» Quoted passage
Saturday 24 January 2004

Chemicals in the Environment

In the last 50 years, since the end of World War 2, the manufacture and use of chemicals has dramatically increased. The resultant pollution of the atmosphere and contamination of soil and water, already widespread in industrialised countries, is on the increase in developing countries. Every ocean and every continent from the tropics to the polar regions is now contaminated.

Many synthetic substances in our environment are highly toxic. Some of these chemicals, known as persistent organic pollutants, remain in the environment for long periods and bioaccumulate (becoming more concentrated as they rise in the food chain). Methyl-mercury ingested by fish, for instance, is found in high concentrations in carnivorous aquatic mammals and is believed to affect humans who eat it. Over 30 years ago Rachel Carter was pointing out in "Silent Spring (1962), that "what we do to animals we do to ourselves .

Today there are at least 300-500 measurable chemicals in people's bodies, that had not been found in anyone's tissue before the 1920s. The known and suspected effects of many chemicals, including direct poisoning, cancers and reproductive damage, have been well documented. However, new scientific evidence indicates that many synthetic chemicals in our environment also pose another threat. Some of these chemicals mimic human hormones and so disrupt normal hormonal function in wildlife and humans. The true extent of this problem is unclear, as only a handful of the tens of thousands of chemicals in our environment and in active commercial use have been tested for their potential as hormone disruptors also called endocrine disruptors).

We do not know enough about the toxins now present in our environment: what they are, where they are, and how they affect living systems

THE RIGHT TO KNOW.

Communities have the right to know about the toxic chemicals entering the environment. This was the principle adopted at the United Nations Conference on the Environment and Development in Rio in 1992. On this principle environmental groups like WWF and Friends of the Earth have based their "Right to Know campaigns which aim to force government and industry to give access to environmental information.

Computerised data bases of toxic chemicals, often called toxic chemical inventories, have been set up to keep track of and record chemical information on polluting factories and the use and emission of toxic substances In many countries this is not done at all and, where it is, it is not often done properly.

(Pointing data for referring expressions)

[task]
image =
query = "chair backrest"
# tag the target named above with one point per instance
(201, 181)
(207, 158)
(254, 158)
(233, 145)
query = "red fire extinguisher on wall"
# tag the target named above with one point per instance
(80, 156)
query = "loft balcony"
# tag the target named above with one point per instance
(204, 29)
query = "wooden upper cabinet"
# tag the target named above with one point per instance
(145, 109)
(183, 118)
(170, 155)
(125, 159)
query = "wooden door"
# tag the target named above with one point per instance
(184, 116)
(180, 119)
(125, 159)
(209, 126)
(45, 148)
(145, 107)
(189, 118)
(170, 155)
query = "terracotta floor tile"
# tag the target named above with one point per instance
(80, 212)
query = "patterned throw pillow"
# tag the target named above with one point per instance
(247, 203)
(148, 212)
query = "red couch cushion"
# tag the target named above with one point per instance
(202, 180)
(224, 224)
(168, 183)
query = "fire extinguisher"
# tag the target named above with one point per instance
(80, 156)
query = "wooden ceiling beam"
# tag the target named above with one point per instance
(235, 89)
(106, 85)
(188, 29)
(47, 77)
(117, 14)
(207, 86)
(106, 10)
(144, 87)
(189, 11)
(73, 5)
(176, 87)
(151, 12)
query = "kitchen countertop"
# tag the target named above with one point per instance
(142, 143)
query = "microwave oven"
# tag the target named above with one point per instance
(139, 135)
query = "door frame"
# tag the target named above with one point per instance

» What you need to do
(a) Answer these questions about the text on chemicals in the environment above, one answer a line:
(i) Since the end of which war has the manufacture and use of chemicals dramatically increased?
(ii) How many measurable chemicals are now in people's bodies that had not been found in anyone's tissue before the 1920s?
(iii) In what city and year was the United Nations Conference on the Environment and Development held?
(b) Copy the part of the text on chemicals in the environment above that opens with the words containing "We do not know" and closes with "RIGHT TO KNOW.".
(c) Please say whether each statement agrees with the text on chemicals in the environment above. Answer yes or no and quote the deciding words.
(i) Only a handful of the chemicals in active commercial use have been tested for their potential as hormone disruptors.
(ii) Pollution and contamination are decreasing in developing countries.
(iii) Most countries keep proper records of the use and emission of toxic substances.

» Per-task outputs
(a)
(i) World War 2
(ii) At least 300-500
(iii) Rio, 1992

(b)
We do not know enough about the toxins now present in our environment: what they are, where they are, and how they affect living systems

THE RIGHT TO KNOW.

(c)
(i) Yes: "only a handful of the tens of thousands of chemicals in our environment and in active commercial use have been tested for their potential as hormone disruptors"
(ii) No: "is on the increase in developing countries"
(iii) No: "In many countries this is not done at all and, where it is, it is not often done properly."